• Work to do: Format the records below as a two-column CSV with the headers "query" and "points", starting at the line containing "point_to(query) puts a dot on the sedan license" and ending at the line containing "column 1168, row 668". Give one row per record, with its text in one quoted field and its answer in the other, and replace any line breaks inside a field with spaces.
------------
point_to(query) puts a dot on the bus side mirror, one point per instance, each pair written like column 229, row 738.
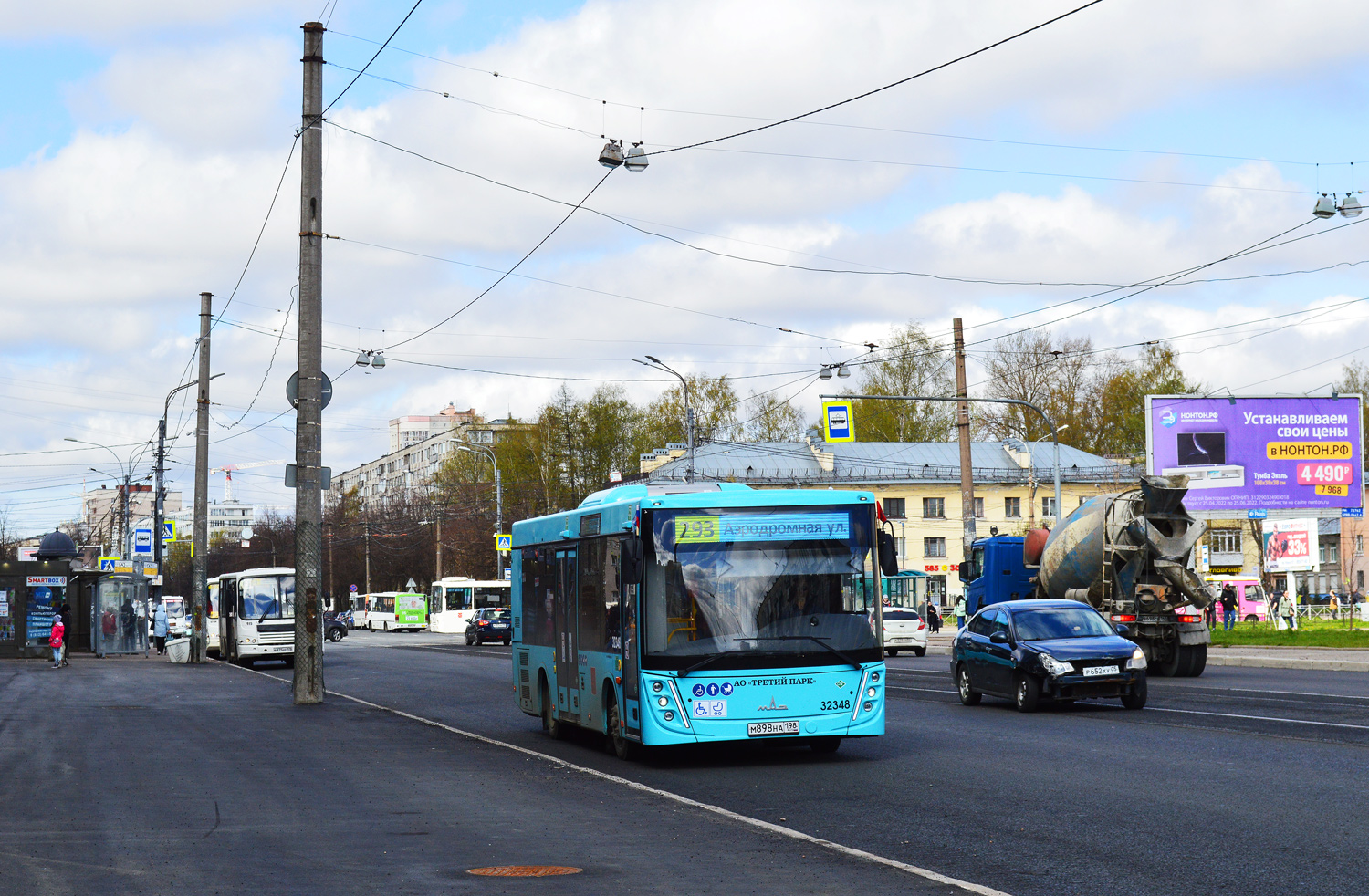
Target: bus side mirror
column 887, row 554
column 632, row 561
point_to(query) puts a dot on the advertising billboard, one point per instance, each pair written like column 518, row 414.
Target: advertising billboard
column 1259, row 453
column 1290, row 545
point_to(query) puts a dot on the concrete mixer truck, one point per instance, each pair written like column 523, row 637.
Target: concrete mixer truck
column 1127, row 556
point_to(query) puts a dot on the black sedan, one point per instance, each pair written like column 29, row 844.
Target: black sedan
column 1062, row 650
column 490, row 624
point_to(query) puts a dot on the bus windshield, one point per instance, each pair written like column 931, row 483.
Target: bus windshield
column 761, row 581
column 266, row 598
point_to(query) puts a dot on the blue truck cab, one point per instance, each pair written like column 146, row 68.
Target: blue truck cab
column 996, row 572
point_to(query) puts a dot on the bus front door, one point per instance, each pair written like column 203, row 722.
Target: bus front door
column 567, row 638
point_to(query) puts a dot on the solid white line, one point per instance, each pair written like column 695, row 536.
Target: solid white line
column 1259, row 718
column 708, row 807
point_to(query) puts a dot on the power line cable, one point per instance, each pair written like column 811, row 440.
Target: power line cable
column 887, row 87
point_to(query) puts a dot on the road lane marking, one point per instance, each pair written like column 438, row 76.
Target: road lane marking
column 684, row 800
column 1259, row 718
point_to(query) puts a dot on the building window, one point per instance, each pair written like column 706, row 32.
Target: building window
column 1226, row 540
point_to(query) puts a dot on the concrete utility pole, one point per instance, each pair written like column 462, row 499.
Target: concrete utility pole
column 200, row 568
column 308, row 443
column 967, row 471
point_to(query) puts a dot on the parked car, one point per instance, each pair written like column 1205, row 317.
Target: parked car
column 1064, row 650
column 490, row 624
column 334, row 628
column 904, row 630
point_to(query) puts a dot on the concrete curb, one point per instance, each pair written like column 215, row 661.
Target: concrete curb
column 1287, row 662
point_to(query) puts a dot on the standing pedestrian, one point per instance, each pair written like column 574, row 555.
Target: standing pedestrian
column 1287, row 608
column 57, row 641
column 159, row 627
column 65, row 613
column 1228, row 608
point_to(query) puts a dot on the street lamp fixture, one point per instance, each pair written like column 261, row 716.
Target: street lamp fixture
column 689, row 412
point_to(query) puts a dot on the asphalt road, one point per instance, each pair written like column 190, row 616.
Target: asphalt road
column 1243, row 781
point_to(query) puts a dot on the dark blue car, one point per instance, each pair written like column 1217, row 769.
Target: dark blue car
column 1062, row 650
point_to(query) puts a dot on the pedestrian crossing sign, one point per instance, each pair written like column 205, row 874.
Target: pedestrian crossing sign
column 838, row 424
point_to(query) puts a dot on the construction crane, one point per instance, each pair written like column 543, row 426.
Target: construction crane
column 227, row 474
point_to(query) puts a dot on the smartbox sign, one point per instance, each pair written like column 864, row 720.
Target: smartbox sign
column 1259, row 453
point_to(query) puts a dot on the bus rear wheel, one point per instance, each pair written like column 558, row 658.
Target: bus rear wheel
column 550, row 724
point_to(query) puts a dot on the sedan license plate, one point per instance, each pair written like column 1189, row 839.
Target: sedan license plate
column 771, row 729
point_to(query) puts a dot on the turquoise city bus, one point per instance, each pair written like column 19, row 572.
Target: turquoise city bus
column 704, row 613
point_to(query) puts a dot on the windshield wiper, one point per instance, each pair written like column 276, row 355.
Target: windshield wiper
column 706, row 661
column 810, row 638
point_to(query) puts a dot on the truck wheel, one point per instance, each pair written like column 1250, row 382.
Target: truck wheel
column 968, row 695
column 1136, row 699
column 1027, row 693
column 1168, row 668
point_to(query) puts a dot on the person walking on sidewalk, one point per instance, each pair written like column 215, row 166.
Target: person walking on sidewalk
column 66, row 628
column 1228, row 608
column 57, row 641
column 1287, row 608
column 159, row 627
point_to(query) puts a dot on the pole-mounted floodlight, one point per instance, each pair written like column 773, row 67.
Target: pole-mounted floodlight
column 635, row 159
column 612, row 155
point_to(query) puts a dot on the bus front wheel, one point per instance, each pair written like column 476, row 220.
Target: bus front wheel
column 618, row 742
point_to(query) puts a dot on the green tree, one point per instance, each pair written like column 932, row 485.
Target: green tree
column 912, row 364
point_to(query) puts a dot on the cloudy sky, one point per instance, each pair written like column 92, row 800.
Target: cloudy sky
column 141, row 144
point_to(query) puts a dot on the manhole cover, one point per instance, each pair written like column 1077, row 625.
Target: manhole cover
column 525, row 870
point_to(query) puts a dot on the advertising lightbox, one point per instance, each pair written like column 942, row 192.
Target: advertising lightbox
column 1290, row 545
column 1259, row 453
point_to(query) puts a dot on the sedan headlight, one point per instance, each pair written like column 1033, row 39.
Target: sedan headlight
column 1054, row 666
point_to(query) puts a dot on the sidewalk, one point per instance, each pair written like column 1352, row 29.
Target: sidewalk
column 1322, row 658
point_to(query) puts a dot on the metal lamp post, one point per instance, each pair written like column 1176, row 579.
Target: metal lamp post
column 126, row 471
column 689, row 413
column 498, row 501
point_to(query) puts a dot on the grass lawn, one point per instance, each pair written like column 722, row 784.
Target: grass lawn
column 1311, row 633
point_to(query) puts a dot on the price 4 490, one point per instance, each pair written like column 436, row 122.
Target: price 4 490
column 1325, row 474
------------
• Exercise solution:
query,points
"point_to(query) puts a dot on the sedan license plate, one point per instance, each pair written like column 1189, row 839. Target: sedan license plate","column 771, row 729"
"point_to(query) puts a dot on the turquoise city bus, one point per instance, each pair written like column 19, row 572. Target: turquoise city bus","column 704, row 613"
"point_to(query) puts a dot on the windshield wiper, one point per instance, each pair written like column 276, row 355. Target: windshield wiper","column 706, row 661 column 810, row 638"
"point_to(query) puts a dot on the truck wheel, one point per instance, each pair written like column 1250, row 382. Target: truck wheel","column 968, row 695 column 1136, row 699 column 1027, row 693 column 1168, row 668"